▶ _Requirements_:
A) In the forum thread, why does dugq suggest keeping the original CD tracks in flac rather than wav? Answer in one to three sentences.
B) Write out the records word for word, everything from the line containing "Put a dot on every instance of the green" down to the end of the records.

▶ _Text provided_:
________________
# WMA compared to MP3...



## Zman1764 (Jun 2, 2005)

Almost my entire music library is WMA format. I might eventually get an Ipod (only because of the vast amount of accessories available for it), and if I do, I'll need to convert all my music to either AAC or MP3 format (and AAC is NOT happening).

If I converted all my 192K WMA music to 192K MP3, would I hear any difference in sound? Will the files become bigger if they are formatted in MP3?


----------



## thecoalman (Mar 6, 2006)

Zman1764 said:


> If I converted all my 192K WMA music to 192K MP3, would I hear any difference in sound?


Probably, anytime you go from one format to another quality loss is inevitable especially when using lossy formats like WMA and MP3. Having said that it probably won't be noticeable.



> Will the files become bigger if they are formatted in MP3?


No a 1 minute 192kbps file is going to be the same filesize regardless of format. The difference lies in the how well the codecs work. WMA is superior to MP3 especially when you are using really low datarates. The downside to using WMA is it is not supported by a lot of devices.


----------



## Zman1764 (Jun 2, 2005)

any other opinions?


----------



## Couriant (Mar 26, 2002)

Why not go to AAC?

WMA is starting to becoming universal in players but since you won't do ACC then you're only option is MP3. Now the bitrate will be the key factor in the size. From what I remember the sizes in 192Kbps is relatively teh same size for both WMA and MP3... but that's from a few files i tested.


----------



## kaaos (Jan 10, 2006)

Zman1764 said:


> any other opinions?


if you have the time, space and the original cds i would reencode all files to 320kbs mp3. or go to wav which is the best audio format out there.


----------



## dugq (Jul 16, 2004)

Personally I wouldn't use wav, instead you could store the original cd tracks in a lossless format, such as flac. Its the same quality as wav but less space. You can then reencode from the lossless files to whatever format you like whenever you want (no doubt there will be a better standard than mp3 sooner or later) without the quality loss when reencoding from lossy to lossy (e.g from wma to mp3). Lossless does use more storage space so it really depends on how much music you have and how much storage space.


----------



## kaaos (Jan 10, 2006)

i do laptop djing and i use "wav" only and if i have to use mp3 i use 320kbs. i do notice the difference between wav and mp3. not that the average person would and also not saying if you play 10 songs wav and 10 flac mp3 i could tell you which was mp3 vs wav. im just saying that wav is the best sound vs mp3. you can notice the difference in a big club sound system a lot more. deeper bass and higher highs


----------



## dugq (Jul 16, 2004)

Sure, wav v mp3 may have a difference, but flac is the same data as the wav just compressed, so no difference in quality.


----------



## Moby (Mar 19, 2002)

dugq, how much smaller than wav, or bigger than mp3/wma is a flac file roughly? Say a 100mb wav file would be a 10mb 128 bitrate mp3, how big would the flac file be?


----------



## DarqueMist (Jan 16, 2001)
________________
▶ _Working data_:

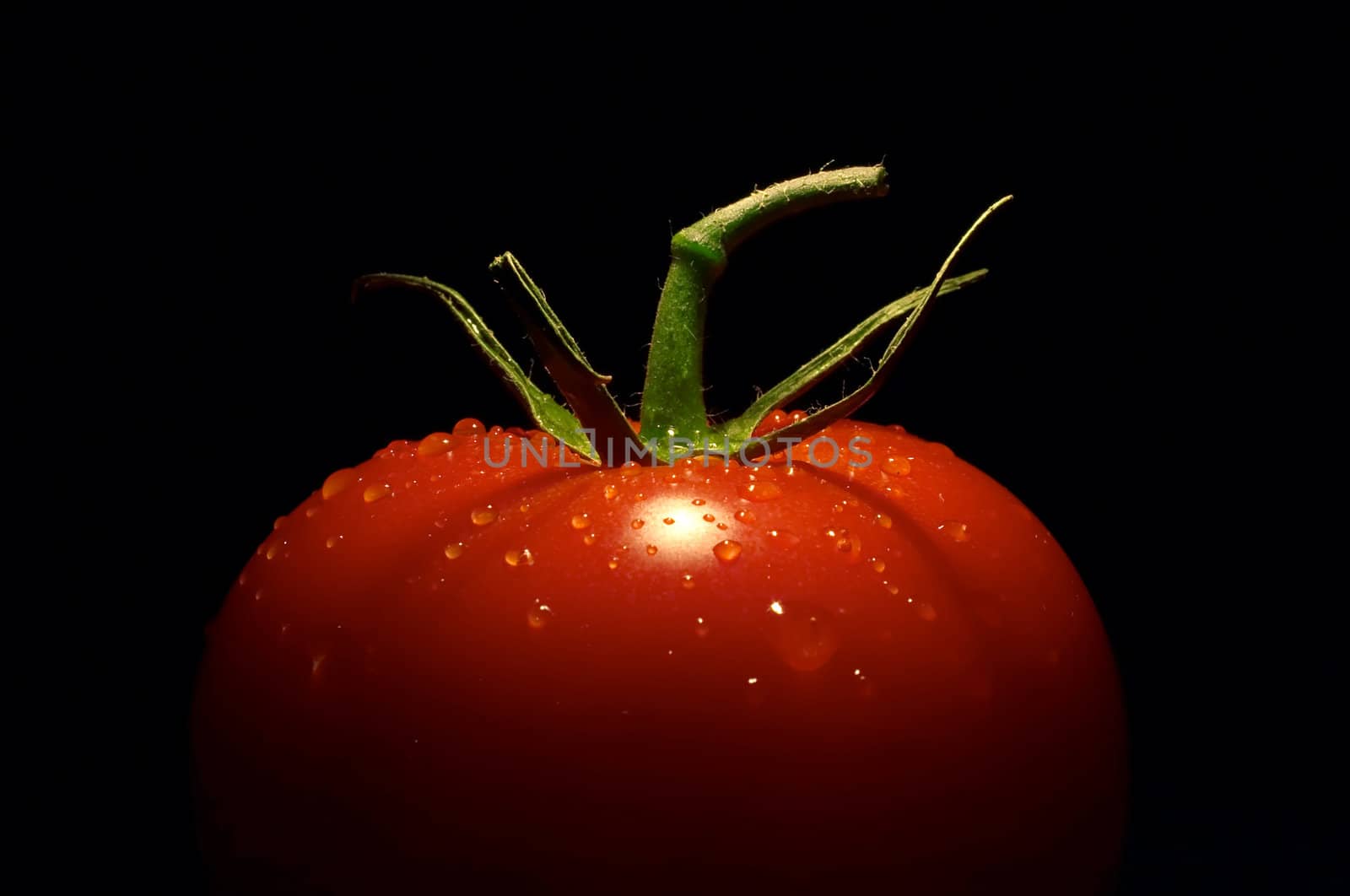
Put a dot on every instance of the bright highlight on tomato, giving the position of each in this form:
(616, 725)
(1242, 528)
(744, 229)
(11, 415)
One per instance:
(742, 663)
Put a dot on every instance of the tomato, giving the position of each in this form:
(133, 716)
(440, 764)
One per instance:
(854, 663)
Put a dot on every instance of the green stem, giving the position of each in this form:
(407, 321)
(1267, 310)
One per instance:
(672, 396)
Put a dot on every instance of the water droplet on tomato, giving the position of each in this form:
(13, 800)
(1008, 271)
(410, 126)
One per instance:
(760, 491)
(520, 558)
(469, 427)
(803, 634)
(955, 531)
(338, 482)
(726, 551)
(897, 466)
(377, 491)
(438, 443)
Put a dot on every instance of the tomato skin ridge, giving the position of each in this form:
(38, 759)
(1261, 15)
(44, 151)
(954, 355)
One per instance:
________________
▶ _Results of the tasks_:
A) Flac gives the same quality as wav but takes less space. Keeping lossless files also lets you reencode to any format whenever you want without the quality loss that comes from going lossy to lossy, such as from WMA to MP3.

B)
Put a dot on every instance of the green stem, giving the position of each in this form:
(407, 321)
(1267, 310)
One per instance:
(672, 396)
Put a dot on every instance of the water droplet on tomato, giving the position of each in this form:
(13, 800)
(1008, 271)
(410, 126)
One per instance:
(760, 491)
(520, 558)
(469, 427)
(803, 634)
(955, 531)
(338, 482)
(726, 551)
(897, 466)
(377, 491)
(438, 443)
Put a dot on every instance of the tomato skin ridge, giving the position of each in this form:
(38, 759)
(1261, 15)
(44, 151)
(954, 355)
One per instance:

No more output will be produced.